• Instruções do exercício
Responda com base no trecho sobre a bienal:
1. Quem ficou a cargo do projeto pedagógico?
2. Com qual peça começa a mostra "Ficções do Invisível"?
3. Quantos caminhões de areia recobrem o piso da mostra "Absurdo"?

• Trecho de origem
━━━━━━━━━━━━━━━━

Agora, em sua sétima edição,
esse caráter experimental alcança sua maior radicalidade,
ao colocar o artista e seu processo criativo -e não mais a figura do curador- como o centro de organização.
É uma das mostras mais inovadoras dentro do confuso universo das bienais, que costuma
transitar entre o apelo fácil para o público e o discurso direcionado a especialistas.
"Grito e Escuta" foi concebida pela curadora argentina Victoria Noorthoorn e pelo artista
chileno Camilo Yáñez, ao lado
de outros oito artistas cocuradores -uns responsáveis por
áreas específicas, como o projeto pedagógico, a cargo da argentina Marina de Caro, outros por
segmentos expositivos, como a
brasileira Laura Lima.
O resultado é um trabalho
efetivamente polifônico, que
apresenta exposições surpreendentes e muito distintas
umas das outras.
Curiosamente, as mais tradicionais são as organizadas por
Noorthoorn: "Ficções do Invisível", no Cais do Porto, e "Desenho das Ideias", no Museu de
Arte do Rio Grande do Sul. Isso
não significa que sejam menos
impactantes.
A primeira, com uma cenografia elegante (de ilhas marcadas por tecidos negros), é uma
constelação que tem no teatro e
na dança seu começo e seu fim:
começa com "Breath" (Respiração), uma peça de 67 segundos de Samuel Beckett encenada por Daniela Thomas, e termina com o coreógrafo francês
Jérôme Bel em um vídeo metalinguístico.
Já "Desenho das Ideias" reúne um grupo mais histórico que
trabalha com desenho, mas não
só, buscando revelar o processo
criativo de artistas como Anna
Maria Maiolino, Cildo Meireles, Paulo Bruscky, Flávio de
Carvalho e León Ferrari.
Curadorias dos artistas
O trabalho mais impactante,
contudo, é de Iran do Espírito
Santo, uma parede que parece
um buraco negro, para onde é
difícil deixar de olhar. Lenora
de Barros, curadora da Radiovisual, alocou nesse segmento algumas obras, provocando interessantes fricções.
Contudo, são as curadorias
dos artistas as grandes surpresas. A começar pela mostra
"Absurdo", de Laura Lima,
num dos armazéns do Cais do
Porto, com o piso recoberto por
nada menos do que 20 caminhões de areia.

━━━━━━━━━━━━━━━━

• Informações extraídas

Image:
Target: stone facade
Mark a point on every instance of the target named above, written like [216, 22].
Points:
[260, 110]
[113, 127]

━━━━━━━━━━━━━━━━

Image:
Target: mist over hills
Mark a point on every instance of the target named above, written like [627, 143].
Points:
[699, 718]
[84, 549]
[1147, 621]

━━━━━━━━━━━━━━━━

• Resolução do exercício
1. A argentina Marina de Caro.
2. Com "Breath" (Respiração), uma peça de 67 segundos de Samuel Beckett encenada por Daniela Thomas.
3. 20 caminhões de areia.